**SELECTED TEXT**:
The Cliff case is instructive because it mirrors the facts (but not the result) in this case. In Cliff, the trial court rendered a post-answer default based on a notice sent to the plaintiffs of a trial setting. The plaintiffs filed an affidavit that they did not receive the notice. The Supreme Court reversed and remanded to the trial court because the affidavit was sufficient to overcome the presumption of receipt. Id. We should do the same.1
*740Reason for refusing to reinstate
The reason the trial court gave for refusing to reinstate the case was that it did not believe the plaintiffs’ attorney was too ill to attend the hearing on January 17 and the trial on January 24. The trial court held that the lawyer’s illness was too close to his vacation to be believable. The defendants did not file controverting affidavits that challenged the veracity of those affidavits.

Items from a data collection
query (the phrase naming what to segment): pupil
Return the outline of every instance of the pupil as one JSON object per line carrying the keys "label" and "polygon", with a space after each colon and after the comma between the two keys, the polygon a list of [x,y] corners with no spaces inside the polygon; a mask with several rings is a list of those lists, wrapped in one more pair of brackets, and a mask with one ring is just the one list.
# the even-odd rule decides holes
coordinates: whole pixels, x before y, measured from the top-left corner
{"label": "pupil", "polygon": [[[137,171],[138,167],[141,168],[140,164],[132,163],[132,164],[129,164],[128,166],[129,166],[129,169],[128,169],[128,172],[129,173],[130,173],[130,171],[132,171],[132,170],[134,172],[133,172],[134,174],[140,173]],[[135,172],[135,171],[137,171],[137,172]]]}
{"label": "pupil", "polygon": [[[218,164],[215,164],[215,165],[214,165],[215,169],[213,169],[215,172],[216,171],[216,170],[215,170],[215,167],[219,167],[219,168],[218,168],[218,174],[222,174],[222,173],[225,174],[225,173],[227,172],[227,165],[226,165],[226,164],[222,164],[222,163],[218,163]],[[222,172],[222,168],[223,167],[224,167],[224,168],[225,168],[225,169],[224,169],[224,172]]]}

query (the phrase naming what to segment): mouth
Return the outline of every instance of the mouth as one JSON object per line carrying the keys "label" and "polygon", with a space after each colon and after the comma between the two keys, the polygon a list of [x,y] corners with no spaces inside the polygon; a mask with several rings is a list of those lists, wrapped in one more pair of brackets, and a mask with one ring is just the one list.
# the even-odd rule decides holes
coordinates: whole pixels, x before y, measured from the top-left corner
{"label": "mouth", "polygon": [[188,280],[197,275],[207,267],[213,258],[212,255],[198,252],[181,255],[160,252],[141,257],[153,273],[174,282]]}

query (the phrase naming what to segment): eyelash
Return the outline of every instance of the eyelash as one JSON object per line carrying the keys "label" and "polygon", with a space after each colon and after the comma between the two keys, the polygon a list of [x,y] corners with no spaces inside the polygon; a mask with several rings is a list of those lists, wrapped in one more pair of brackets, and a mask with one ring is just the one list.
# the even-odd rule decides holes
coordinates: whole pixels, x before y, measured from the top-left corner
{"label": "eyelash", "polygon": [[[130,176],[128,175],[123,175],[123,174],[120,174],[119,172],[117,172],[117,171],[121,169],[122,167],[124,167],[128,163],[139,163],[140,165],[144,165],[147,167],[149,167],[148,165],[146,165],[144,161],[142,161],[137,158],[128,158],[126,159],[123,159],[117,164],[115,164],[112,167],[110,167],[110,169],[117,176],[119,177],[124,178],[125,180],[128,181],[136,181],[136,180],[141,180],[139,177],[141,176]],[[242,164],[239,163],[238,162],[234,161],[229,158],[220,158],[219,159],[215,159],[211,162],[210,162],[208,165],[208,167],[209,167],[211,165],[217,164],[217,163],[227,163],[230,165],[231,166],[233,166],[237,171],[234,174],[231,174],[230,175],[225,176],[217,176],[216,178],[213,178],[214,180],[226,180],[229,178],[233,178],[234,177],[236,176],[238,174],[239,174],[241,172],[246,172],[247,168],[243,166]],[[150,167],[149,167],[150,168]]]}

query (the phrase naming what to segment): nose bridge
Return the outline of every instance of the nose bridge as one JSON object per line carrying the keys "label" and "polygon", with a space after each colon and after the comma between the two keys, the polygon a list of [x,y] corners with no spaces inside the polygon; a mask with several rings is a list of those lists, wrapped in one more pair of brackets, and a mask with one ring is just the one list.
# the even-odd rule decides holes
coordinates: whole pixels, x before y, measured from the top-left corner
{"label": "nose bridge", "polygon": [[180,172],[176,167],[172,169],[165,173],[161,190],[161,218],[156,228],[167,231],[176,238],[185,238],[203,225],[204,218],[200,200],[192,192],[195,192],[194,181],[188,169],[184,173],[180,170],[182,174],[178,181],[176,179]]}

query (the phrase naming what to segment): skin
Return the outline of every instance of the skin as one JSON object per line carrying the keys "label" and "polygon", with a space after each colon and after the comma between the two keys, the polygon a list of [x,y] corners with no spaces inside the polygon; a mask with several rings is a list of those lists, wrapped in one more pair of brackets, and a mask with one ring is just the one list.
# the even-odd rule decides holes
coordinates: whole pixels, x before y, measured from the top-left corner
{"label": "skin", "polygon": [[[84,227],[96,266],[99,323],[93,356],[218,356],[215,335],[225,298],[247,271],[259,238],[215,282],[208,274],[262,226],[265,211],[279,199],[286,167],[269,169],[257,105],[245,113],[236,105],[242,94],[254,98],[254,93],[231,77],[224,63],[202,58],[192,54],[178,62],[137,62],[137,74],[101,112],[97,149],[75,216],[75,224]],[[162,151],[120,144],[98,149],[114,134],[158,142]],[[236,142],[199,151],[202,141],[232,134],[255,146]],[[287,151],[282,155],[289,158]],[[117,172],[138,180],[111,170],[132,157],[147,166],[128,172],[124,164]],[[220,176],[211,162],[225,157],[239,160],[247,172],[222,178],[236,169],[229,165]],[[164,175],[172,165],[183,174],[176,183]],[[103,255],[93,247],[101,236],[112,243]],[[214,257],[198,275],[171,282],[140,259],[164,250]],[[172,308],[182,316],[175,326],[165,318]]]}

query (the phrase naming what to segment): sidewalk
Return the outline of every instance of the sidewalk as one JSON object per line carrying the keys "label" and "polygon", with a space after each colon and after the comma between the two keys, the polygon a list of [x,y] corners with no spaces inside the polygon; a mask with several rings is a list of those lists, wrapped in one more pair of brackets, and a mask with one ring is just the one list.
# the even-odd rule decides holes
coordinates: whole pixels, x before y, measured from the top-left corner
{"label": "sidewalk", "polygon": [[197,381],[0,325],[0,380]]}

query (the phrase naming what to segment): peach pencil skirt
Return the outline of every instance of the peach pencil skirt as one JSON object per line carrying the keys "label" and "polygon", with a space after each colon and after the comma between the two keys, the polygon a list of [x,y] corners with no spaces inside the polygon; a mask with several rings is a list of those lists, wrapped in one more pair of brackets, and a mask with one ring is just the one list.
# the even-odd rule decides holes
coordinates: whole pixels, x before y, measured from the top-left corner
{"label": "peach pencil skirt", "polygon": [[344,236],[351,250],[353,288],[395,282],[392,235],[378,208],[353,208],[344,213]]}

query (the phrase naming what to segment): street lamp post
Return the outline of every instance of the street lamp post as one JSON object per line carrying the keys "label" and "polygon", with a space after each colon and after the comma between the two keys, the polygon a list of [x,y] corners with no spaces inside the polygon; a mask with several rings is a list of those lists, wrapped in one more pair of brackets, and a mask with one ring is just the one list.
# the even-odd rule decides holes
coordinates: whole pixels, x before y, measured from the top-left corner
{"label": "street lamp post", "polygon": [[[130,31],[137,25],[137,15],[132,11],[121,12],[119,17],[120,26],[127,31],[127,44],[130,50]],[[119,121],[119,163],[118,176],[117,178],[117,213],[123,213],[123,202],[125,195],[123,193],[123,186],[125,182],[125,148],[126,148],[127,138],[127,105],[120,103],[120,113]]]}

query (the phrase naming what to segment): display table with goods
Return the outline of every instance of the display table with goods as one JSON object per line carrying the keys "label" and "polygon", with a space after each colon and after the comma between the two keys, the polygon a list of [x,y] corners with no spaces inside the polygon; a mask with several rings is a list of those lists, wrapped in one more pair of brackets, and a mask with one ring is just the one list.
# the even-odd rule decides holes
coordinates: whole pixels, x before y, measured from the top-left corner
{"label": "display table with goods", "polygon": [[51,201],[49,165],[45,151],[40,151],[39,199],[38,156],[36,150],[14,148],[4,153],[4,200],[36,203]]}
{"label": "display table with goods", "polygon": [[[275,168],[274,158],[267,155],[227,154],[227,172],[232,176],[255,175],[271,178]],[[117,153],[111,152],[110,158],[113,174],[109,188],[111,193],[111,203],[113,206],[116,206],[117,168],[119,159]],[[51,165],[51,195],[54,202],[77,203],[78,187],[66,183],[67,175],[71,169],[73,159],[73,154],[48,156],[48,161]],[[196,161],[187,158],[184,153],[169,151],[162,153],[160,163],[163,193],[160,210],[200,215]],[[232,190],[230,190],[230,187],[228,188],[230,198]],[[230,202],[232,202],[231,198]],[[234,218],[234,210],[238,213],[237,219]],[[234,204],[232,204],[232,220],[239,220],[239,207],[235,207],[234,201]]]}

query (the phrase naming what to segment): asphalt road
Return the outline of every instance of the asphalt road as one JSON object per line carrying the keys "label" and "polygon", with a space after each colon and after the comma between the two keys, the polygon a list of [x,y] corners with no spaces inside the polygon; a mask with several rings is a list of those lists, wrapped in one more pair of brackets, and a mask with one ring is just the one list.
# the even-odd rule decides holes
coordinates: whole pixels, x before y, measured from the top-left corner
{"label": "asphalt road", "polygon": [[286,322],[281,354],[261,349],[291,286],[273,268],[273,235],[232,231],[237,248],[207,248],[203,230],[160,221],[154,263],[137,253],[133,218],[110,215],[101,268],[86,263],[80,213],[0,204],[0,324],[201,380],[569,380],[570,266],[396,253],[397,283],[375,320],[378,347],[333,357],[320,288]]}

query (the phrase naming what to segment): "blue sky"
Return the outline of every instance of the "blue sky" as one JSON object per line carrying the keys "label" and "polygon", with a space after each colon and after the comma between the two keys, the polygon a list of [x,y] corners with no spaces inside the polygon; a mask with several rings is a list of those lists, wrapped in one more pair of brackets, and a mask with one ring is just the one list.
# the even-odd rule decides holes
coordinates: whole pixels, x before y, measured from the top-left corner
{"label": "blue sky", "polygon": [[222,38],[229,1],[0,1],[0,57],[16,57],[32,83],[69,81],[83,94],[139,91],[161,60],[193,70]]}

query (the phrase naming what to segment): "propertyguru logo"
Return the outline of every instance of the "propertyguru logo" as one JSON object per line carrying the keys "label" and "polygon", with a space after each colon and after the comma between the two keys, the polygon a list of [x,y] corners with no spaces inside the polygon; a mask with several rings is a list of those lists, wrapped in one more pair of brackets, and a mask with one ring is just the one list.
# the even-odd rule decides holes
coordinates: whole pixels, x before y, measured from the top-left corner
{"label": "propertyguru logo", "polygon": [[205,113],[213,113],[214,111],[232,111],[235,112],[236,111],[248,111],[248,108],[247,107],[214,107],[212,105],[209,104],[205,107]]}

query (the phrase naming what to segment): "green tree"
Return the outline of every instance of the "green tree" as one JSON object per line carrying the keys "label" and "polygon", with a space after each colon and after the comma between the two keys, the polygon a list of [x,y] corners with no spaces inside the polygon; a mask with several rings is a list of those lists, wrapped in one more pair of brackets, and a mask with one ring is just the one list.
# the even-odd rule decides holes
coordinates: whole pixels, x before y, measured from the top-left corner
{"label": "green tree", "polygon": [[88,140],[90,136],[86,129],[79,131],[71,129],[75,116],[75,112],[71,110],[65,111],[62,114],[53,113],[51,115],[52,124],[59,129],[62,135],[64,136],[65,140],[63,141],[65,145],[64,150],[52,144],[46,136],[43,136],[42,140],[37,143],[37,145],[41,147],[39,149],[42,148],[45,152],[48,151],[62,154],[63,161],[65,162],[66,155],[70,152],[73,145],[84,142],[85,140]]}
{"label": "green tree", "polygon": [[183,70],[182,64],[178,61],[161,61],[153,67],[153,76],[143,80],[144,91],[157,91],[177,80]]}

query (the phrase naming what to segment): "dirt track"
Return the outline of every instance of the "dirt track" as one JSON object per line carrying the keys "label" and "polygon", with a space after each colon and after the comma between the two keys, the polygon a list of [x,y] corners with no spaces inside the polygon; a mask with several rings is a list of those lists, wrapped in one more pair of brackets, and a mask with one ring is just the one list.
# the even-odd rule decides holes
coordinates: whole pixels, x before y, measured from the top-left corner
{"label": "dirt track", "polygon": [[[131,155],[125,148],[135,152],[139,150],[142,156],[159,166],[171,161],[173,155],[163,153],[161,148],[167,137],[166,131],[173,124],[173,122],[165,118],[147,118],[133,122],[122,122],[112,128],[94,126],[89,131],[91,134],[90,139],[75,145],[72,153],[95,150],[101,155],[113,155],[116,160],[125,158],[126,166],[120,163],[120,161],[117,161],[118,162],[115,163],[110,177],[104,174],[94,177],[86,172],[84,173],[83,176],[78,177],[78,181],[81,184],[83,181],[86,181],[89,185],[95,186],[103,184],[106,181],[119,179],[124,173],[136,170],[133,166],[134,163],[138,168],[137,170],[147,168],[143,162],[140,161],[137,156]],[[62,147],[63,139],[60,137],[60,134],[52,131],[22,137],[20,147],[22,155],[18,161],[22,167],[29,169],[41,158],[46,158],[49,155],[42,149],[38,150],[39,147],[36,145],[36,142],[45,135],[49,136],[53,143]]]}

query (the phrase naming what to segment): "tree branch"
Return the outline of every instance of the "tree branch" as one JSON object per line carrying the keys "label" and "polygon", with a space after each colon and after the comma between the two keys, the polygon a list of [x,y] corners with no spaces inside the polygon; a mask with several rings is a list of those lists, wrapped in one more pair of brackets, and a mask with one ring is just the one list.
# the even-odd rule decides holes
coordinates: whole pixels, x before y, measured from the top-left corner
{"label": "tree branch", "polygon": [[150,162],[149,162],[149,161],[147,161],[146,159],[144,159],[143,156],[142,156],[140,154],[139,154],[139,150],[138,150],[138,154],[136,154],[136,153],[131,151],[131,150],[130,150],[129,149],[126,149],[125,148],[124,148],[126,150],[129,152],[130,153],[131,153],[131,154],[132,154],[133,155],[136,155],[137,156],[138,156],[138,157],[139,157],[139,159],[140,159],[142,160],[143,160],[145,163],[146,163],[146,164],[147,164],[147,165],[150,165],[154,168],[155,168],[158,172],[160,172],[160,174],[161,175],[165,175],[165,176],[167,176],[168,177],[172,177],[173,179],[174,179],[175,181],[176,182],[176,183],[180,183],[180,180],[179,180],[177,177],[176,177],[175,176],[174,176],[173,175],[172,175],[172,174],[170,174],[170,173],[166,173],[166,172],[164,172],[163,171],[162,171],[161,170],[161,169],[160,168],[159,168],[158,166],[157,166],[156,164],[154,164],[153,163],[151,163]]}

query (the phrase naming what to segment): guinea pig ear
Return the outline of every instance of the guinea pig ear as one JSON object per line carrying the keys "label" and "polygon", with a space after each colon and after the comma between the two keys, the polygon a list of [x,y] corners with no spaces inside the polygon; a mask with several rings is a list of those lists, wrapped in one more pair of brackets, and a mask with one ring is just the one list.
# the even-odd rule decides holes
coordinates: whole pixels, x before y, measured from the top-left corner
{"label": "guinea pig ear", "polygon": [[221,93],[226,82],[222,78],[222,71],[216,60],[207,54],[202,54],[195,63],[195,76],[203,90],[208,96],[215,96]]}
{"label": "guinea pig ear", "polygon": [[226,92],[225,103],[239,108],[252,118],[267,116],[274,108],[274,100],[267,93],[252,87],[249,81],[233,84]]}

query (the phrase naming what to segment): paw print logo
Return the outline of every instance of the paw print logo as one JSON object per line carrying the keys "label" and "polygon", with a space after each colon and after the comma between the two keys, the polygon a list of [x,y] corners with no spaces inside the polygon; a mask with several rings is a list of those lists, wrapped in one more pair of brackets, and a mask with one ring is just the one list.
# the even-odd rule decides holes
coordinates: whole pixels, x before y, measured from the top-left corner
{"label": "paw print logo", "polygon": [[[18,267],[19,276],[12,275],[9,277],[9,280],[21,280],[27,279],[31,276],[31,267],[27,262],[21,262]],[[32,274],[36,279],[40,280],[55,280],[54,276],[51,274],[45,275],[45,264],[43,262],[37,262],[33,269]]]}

**QUESTIONS**:
A. In the court opinion excerpt, why did the trial court say it did not believe the plaintiffs' attorney was too ill to attend?
B. Continue the court opinion excerpt on reinstating the case, starting right after its final sentence.
The items play no part in what comes next.

**ANSWERS BY ITEM**:
A. The trial court held that the lawyer's illness was too close to his vacation to be believable.

B.
I do not believe the trial court had the option to disbelieve the medical doctors’ affidavits. When a party files an affidavit from a doctor who verifies that the person is too ill to attend trial, unless the evidence is controverted, the court cannot disbelieve the affidavits. The trial court did not have the discretion to reject the uncontroverted facts in the doctors’ affidavits. See Roob, 866 S.W.2d at 767; Verkin v. Southwest Center One, Ltd., 784 S.W.2d 92, 94 (Tex.App.—Houston [1st Dist.] 1989, writ denied).
Technical faults of the brief
The majority takes the plaintiffs to task for not providing citation to the record. The record in this ease consists of a transcript, and it is only 77 pages long. I would hold that the issue of dismissal is so simple that the failure to cite to the transcript is not an error that should be considered by the Court.
Summary
I believe the trial court abused its discretion in refusing to reinstate this case.

. Under Tex.R.Civ.P. 245, the parties are entitled to 45 days notice of the trial setting. The plaintiffs did not get the required notice and the trial court should have granted the motion for continuance.